------ Data section ------

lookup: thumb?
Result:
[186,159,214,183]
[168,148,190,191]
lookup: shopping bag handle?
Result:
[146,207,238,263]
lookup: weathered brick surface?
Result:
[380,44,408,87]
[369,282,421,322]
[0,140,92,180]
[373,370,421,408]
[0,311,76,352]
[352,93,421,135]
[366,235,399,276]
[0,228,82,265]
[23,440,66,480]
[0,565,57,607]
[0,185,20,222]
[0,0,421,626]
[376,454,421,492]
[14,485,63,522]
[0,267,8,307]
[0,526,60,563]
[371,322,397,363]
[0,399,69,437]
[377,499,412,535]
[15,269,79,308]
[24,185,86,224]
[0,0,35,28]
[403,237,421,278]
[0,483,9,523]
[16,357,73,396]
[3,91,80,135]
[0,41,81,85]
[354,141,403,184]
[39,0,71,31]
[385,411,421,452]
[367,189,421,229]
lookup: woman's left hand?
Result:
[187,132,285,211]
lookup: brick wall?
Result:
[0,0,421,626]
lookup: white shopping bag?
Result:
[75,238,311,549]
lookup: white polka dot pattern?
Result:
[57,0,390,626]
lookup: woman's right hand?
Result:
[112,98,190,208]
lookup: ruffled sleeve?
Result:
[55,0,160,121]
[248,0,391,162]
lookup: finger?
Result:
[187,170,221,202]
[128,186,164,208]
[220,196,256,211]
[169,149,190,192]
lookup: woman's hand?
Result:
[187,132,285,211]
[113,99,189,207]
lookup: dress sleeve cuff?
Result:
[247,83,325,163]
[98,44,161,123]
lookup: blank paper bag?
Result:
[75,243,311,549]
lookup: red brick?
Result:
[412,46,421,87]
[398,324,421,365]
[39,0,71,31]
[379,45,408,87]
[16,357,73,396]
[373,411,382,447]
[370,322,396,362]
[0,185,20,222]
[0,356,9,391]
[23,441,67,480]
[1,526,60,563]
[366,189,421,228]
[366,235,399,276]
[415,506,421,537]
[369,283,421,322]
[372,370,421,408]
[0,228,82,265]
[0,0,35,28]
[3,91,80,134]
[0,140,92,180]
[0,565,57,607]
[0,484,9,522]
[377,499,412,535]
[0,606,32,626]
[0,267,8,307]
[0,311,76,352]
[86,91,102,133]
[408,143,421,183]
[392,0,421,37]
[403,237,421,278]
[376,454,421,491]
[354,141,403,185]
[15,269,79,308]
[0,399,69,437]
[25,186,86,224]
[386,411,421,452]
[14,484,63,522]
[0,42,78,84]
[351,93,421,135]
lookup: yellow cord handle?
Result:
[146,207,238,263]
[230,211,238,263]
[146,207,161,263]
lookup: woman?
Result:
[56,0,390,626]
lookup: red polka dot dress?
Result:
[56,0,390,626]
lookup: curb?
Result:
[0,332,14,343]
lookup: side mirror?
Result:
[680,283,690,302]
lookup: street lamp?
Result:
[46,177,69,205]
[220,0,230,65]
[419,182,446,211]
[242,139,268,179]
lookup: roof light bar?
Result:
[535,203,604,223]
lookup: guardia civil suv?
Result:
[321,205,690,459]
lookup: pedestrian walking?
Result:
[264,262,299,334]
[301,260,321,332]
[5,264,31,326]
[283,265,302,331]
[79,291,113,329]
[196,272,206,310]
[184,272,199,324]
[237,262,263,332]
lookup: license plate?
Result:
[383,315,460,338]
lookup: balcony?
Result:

------

* Set exercise:
Copy out every line in the records above that contains the string "shopping", matching case exactly.

* Task output:
lookup: shopping bag handle?
lookup: white shopping bag?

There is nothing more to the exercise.